Without the images, output each record below as it stands.

------------------------------------------------

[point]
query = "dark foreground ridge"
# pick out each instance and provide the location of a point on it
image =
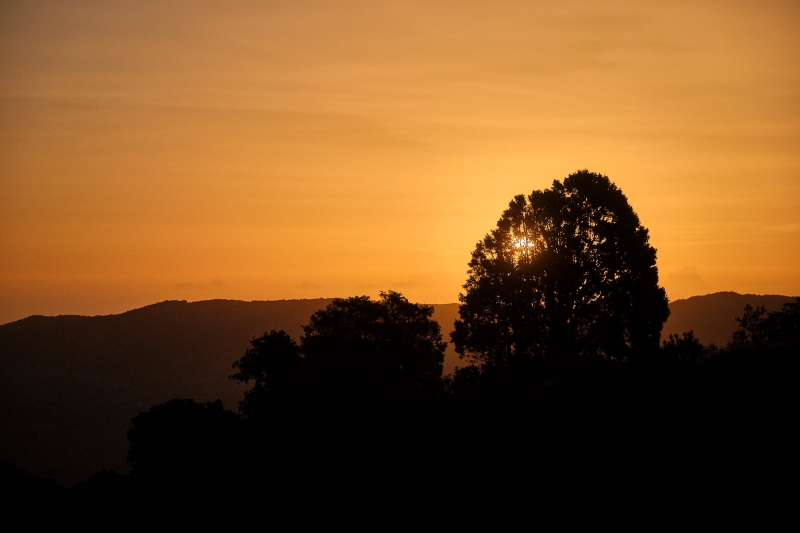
(71, 384)
(564, 375)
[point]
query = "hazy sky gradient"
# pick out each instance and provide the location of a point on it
(268, 150)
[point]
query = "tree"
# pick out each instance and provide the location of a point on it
(356, 349)
(567, 272)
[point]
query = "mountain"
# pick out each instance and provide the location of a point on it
(713, 317)
(69, 385)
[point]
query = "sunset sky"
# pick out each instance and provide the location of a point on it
(272, 150)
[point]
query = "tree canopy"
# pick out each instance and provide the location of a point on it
(567, 272)
(355, 349)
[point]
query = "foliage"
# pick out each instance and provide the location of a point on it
(758, 328)
(684, 348)
(182, 439)
(567, 272)
(355, 348)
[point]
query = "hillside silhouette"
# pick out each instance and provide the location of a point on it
(70, 385)
(713, 317)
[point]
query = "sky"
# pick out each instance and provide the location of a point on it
(288, 149)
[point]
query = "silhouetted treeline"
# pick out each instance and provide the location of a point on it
(562, 377)
(361, 401)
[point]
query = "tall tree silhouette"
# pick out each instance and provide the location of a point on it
(567, 272)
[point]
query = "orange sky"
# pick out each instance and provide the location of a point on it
(269, 150)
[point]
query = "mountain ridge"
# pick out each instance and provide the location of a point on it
(70, 384)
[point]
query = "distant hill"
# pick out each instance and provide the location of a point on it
(69, 385)
(713, 317)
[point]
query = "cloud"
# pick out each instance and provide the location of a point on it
(213, 284)
(685, 282)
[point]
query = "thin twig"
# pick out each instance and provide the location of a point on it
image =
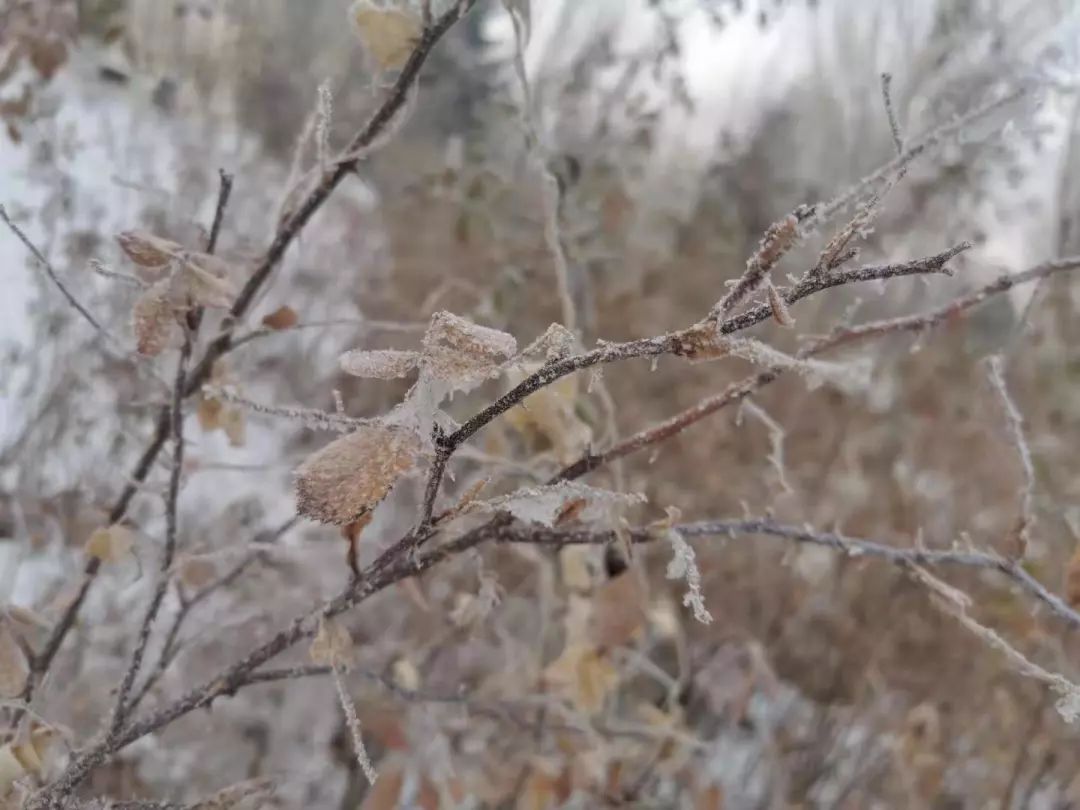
(53, 275)
(891, 112)
(1026, 517)
(122, 706)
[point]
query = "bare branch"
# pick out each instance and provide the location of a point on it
(53, 275)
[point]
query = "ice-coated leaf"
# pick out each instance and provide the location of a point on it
(146, 250)
(283, 318)
(389, 35)
(351, 474)
(110, 544)
(461, 353)
(206, 288)
(152, 319)
(385, 364)
(332, 645)
(13, 664)
(547, 504)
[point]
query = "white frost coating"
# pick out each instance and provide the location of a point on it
(382, 364)
(543, 504)
(463, 354)
(684, 565)
(851, 377)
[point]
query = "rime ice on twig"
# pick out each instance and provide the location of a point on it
(1015, 420)
(778, 240)
(545, 504)
(353, 723)
(684, 565)
(956, 604)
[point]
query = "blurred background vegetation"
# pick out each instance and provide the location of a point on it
(678, 130)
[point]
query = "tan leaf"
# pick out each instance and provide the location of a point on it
(234, 423)
(710, 798)
(147, 250)
(206, 288)
(153, 319)
(618, 610)
(552, 415)
(388, 35)
(386, 364)
(11, 769)
(208, 413)
(332, 645)
(110, 544)
(462, 353)
(583, 675)
(405, 674)
(574, 565)
(14, 667)
(198, 570)
(347, 477)
(283, 318)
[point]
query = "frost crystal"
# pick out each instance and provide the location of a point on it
(461, 353)
(684, 565)
(347, 477)
(545, 504)
(379, 364)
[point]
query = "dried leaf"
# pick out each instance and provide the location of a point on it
(618, 610)
(574, 566)
(283, 318)
(147, 250)
(198, 570)
(543, 504)
(405, 675)
(234, 423)
(702, 342)
(14, 667)
(583, 675)
(332, 645)
(347, 477)
(205, 288)
(780, 312)
(153, 319)
(385, 794)
(110, 544)
(462, 353)
(388, 35)
(386, 364)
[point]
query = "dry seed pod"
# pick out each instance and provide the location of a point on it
(347, 477)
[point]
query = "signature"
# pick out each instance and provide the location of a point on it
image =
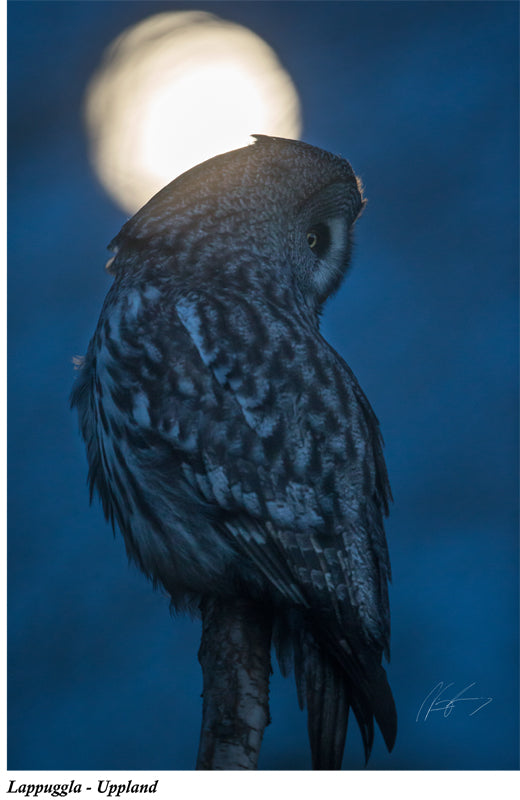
(438, 699)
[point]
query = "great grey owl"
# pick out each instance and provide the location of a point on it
(231, 445)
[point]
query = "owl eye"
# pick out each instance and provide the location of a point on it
(312, 239)
(318, 239)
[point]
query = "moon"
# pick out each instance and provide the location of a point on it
(175, 90)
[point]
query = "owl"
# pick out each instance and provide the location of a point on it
(230, 444)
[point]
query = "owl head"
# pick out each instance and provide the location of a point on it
(284, 208)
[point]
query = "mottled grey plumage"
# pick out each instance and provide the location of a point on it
(229, 442)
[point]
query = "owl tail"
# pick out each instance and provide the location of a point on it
(326, 698)
(329, 686)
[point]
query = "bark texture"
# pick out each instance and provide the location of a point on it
(235, 659)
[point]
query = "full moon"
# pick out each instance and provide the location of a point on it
(175, 90)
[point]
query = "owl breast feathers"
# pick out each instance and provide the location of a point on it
(231, 445)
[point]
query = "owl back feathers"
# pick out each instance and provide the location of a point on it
(228, 441)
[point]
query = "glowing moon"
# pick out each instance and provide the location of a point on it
(176, 89)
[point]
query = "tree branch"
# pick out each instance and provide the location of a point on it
(235, 659)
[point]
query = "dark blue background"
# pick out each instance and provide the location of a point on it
(423, 100)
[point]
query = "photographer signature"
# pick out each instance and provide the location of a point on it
(438, 700)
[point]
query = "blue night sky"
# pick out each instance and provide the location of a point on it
(422, 98)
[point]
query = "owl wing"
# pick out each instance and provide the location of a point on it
(298, 467)
(303, 471)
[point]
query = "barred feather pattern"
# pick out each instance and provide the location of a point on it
(229, 443)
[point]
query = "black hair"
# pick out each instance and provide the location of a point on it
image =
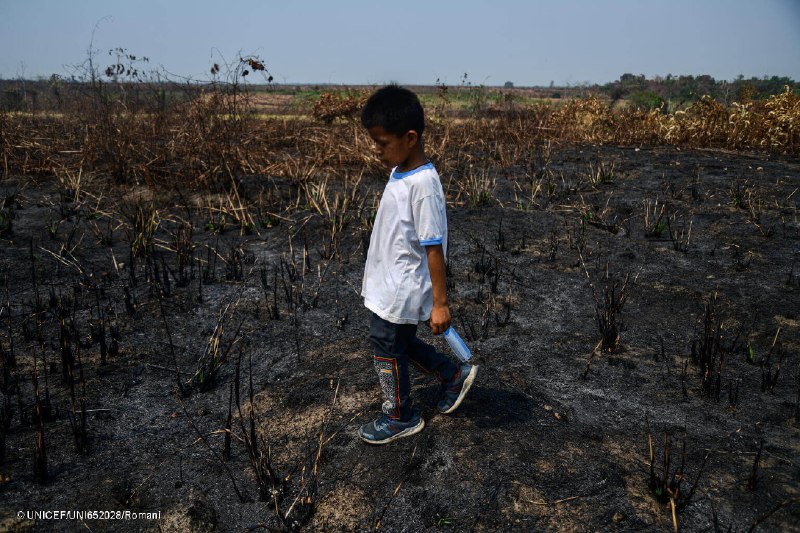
(394, 108)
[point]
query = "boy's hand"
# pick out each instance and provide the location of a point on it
(440, 319)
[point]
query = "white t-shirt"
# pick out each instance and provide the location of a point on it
(397, 284)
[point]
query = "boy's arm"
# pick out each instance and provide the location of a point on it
(440, 314)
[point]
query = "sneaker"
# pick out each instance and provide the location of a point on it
(384, 430)
(455, 391)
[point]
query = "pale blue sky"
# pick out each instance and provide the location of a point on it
(413, 41)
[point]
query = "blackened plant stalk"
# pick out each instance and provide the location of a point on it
(610, 294)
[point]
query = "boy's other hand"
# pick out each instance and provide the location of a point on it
(440, 319)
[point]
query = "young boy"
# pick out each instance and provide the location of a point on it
(404, 277)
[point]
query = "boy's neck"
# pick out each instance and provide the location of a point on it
(416, 158)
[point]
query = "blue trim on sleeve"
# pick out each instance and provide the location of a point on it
(400, 175)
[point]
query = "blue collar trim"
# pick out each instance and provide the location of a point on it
(400, 175)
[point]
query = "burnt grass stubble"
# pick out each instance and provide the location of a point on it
(567, 426)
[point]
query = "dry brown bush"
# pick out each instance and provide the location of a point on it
(212, 135)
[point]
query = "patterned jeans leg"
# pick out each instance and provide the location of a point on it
(391, 342)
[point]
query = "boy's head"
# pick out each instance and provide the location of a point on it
(394, 108)
(395, 121)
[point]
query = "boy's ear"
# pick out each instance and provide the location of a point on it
(412, 137)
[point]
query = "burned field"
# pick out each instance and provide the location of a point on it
(635, 312)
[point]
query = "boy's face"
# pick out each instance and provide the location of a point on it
(391, 149)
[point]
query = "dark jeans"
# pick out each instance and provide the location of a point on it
(395, 345)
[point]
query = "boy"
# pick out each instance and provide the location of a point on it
(404, 276)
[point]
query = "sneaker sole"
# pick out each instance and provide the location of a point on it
(464, 390)
(405, 433)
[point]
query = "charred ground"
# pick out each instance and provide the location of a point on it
(262, 319)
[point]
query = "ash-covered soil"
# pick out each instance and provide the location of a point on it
(551, 437)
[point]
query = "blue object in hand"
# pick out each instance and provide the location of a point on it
(457, 345)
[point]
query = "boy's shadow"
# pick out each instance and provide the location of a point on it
(489, 407)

------------------------------------------------

== In response ==
[point]
query = "dark foreground ridge"
# pick out each instance and provide the location of a point on it
image =
(71, 384)
(564, 375)
[point]
query = "hazy sky gradient"
# pick out each instance and provide the location of a point on it
(268, 150)
[point]
query = "tree"
# pick out each instance and provide the location of a point on it
(356, 349)
(567, 272)
[point]
query = "mountain"
# pick out each instance and provide the location of a point on it
(713, 317)
(69, 385)
[point]
query = "sunset sky"
# pick out each instance and provide the location of a point on it
(272, 150)
[point]
query = "tree canopy"
# pick out each instance and provide the location of a point on it
(567, 272)
(355, 349)
[point]
query = "foliage"
# pick out each instance and provide the location of a point on it
(758, 328)
(684, 348)
(182, 439)
(567, 272)
(355, 348)
[point]
query = "hillside silhouette"
# pick out each instance and provide the location of a point on it
(70, 385)
(713, 317)
[point]
query = "sky"
# pick out each instance and provide the location of a point on it
(288, 149)
[point]
query = "silhouetted treeline"
# pick out each instance and provide the location of a point on it
(562, 377)
(361, 401)
[point]
query = "tall tree silhouette"
# pick out each instance and provide the location of a point on it
(567, 272)
[point]
query = "orange sky"
# pick out each instance and provide the location of a point on it
(269, 150)
[point]
query = "mountain ridge"
# pick out each instance and provide the location of a point on it
(70, 384)
[point]
query = "distant hill"
# pick out each instance and provide the location of a point on it
(69, 385)
(713, 317)
[point]
query = "cloud"
# pick out each instance and provide the location of a point on it
(213, 284)
(685, 282)
[point]
query = "thin twig"
# pick out each instance and provide the location of a point on it
image =
(53, 275)
(891, 112)
(1026, 517)
(122, 706)
[point]
query = "bare branch"
# pick out each instance and provide the location of a point on it
(53, 275)
[point]
query = "ice-coated leaf"
# pick out each instance and provide the location of a point on it
(146, 250)
(283, 318)
(389, 35)
(351, 474)
(110, 544)
(461, 353)
(206, 288)
(152, 319)
(385, 364)
(332, 645)
(13, 664)
(547, 504)
[point]
query = "white frost coating"
# pick out each instance and provide the location of a point on it
(382, 364)
(543, 504)
(463, 354)
(684, 565)
(851, 377)
[point]
query = "rime ice on twig"
# pick out each instance and provide the location of a point on it
(1015, 420)
(778, 240)
(545, 504)
(353, 723)
(684, 565)
(956, 604)
[point]
query = "blurred background vegetation"
# pick out each instance and provide the location of a point on it
(678, 130)
[point]
query = "tan leaf"
# pick out each instance and provide the location of a point on it
(234, 423)
(710, 798)
(147, 250)
(206, 288)
(153, 319)
(618, 610)
(552, 415)
(388, 35)
(386, 364)
(11, 769)
(208, 413)
(332, 645)
(110, 544)
(462, 353)
(583, 675)
(405, 674)
(574, 565)
(14, 667)
(198, 570)
(347, 477)
(283, 318)
[point]
query = "frost crystal"
# pick out each instance and provide the location of a point on it
(461, 353)
(684, 565)
(347, 477)
(545, 504)
(379, 364)
[point]
query = "dried leaf"
# pick out each instance and provide the location of a point on it
(618, 610)
(574, 566)
(283, 318)
(147, 250)
(198, 570)
(543, 504)
(405, 675)
(234, 423)
(702, 342)
(14, 667)
(583, 675)
(332, 645)
(347, 477)
(205, 288)
(780, 312)
(153, 319)
(385, 794)
(110, 544)
(462, 353)
(388, 35)
(386, 364)
[point]
query = "dry seed pod"
# pick out each instance and provide the location of a point on it
(347, 477)
[point]
query = "signature"
# pick out each instance and provide the location of a point on it
image =
(438, 699)
[point]
query = "great grey owl"
# pick out each instance and provide the location of a point on it
(231, 445)
[point]
query = "owl eye"
# pick out each instance and provide the location of a point on it
(312, 239)
(318, 239)
[point]
query = "moon"
# pick out each instance and provide the location of a point on it
(175, 90)
[point]
query = "owl"
# pick out each instance and provide the location of a point on it
(230, 444)
[point]
query = "owl head"
# pick out each instance and provide the location of a point on it
(284, 208)
[point]
query = "mottled grey plumage"
# pick out each instance and provide the location of a point on it
(229, 442)
[point]
query = "owl tail"
# pick out each instance and provide the location of a point on it
(326, 698)
(329, 686)
[point]
query = "bark texture"
# pick out each instance and provide the location of a point on it
(235, 659)
[point]
query = "full moon"
# pick out each instance and provide the location of a point on it
(175, 90)
[point]
query = "owl breast feathers"
# pick out each instance and provide the location of a point on it
(231, 445)
[point]
query = "owl back feathers"
# pick out each instance and provide the location of a point on it
(228, 441)
[point]
query = "glowing moon"
# pick out each instance and provide the location of a point on it
(176, 89)
[point]
query = "tree branch"
# pick out each instance and provide the location of a point on it
(235, 659)
[point]
query = "dark blue background"
# pick out each instance and provide the location of a point on it
(423, 100)
[point]
query = "photographer signature"
# pick out each instance and provide the location of a point on it
(438, 700)
[point]
query = "blue night sky"
# pick out each instance and provide the location of a point on it
(422, 98)
[point]
query = "owl wing"
# pick out each instance and provide the location of a point on it
(298, 467)
(303, 471)
[point]
query = "barred feather pattern"
# pick out each instance and provide the location of a point on it
(229, 443)
[point]
query = "black hair"
# pick out each instance and provide the location of a point on it
image =
(394, 108)
[point]
query = "boy's hand"
# pick out each instance and provide the location of a point on it
(440, 319)
[point]
query = "white t-shirt"
# pick out each instance and provide the location of a point on it
(397, 284)
[point]
query = "boy's arm"
# pick out each instance and provide the location of a point on it
(440, 314)
[point]
query = "sneaker"
# pick out each instance and provide the location of a point on it
(384, 430)
(455, 391)
[point]
query = "pale blue sky"
# pick out each instance and provide the location of a point on it
(413, 41)
[point]
query = "blackened plant stalk"
# pick out each instance and provide the location of a point on it
(610, 294)
[point]
query = "boy's other hand"
# pick out each instance and provide the location of a point on it
(440, 319)
[point]
query = "young boy"
# pick out each instance and provide the location of a point on it
(404, 277)
[point]
query = "boy's neck"
# pick out each instance and provide the location of a point on it
(416, 158)
[point]
query = "blue trim on sleeve"
# pick out each instance and provide the location of a point on it
(400, 175)
[point]
query = "blue collar trim"
# pick out each instance and provide the location of a point on it
(400, 175)
[point]
query = "burnt grass stubble"
# pick out each instance and provide the location of a point on it
(567, 426)
[point]
query = "dry brown bush"
# pick out each instance and provide the location of a point on it
(212, 135)
[point]
query = "patterned jeans leg"
# pick out each instance and provide the location of a point on it
(391, 342)
[point]
query = "boy's head"
# pick out each instance and provide the location of a point on it
(394, 108)
(395, 121)
[point]
query = "boy's ear"
# pick out each instance and provide the location of a point on it
(412, 137)
[point]
query = "burned field"
# pick out each instance and provide the location of a point on it
(635, 312)
[point]
query = "boy's face"
# pick out each instance and provide the location of a point on it
(391, 149)
[point]
query = "dark jeans"
# pick out each instance and provide the location of a point on it
(395, 345)
[point]
query = "boy"
# pick out each instance and provide the location of a point on it
(404, 276)
[point]
query = "sneaker sole"
# pick out each instance and provide the location of a point on it
(464, 390)
(405, 433)
[point]
query = "charred ground"
# pick out each instance and provide the location of a point on it
(262, 319)
[point]
query = "ash-covered soil"
# pick out each instance and provide the location of a point on it
(551, 437)
[point]
query = "blue object in hand"
# pick out each instance and provide the location of a point on it
(457, 345)
[point]
query = "boy's shadow"
# pick out each instance and provide the location of a point on it
(489, 407)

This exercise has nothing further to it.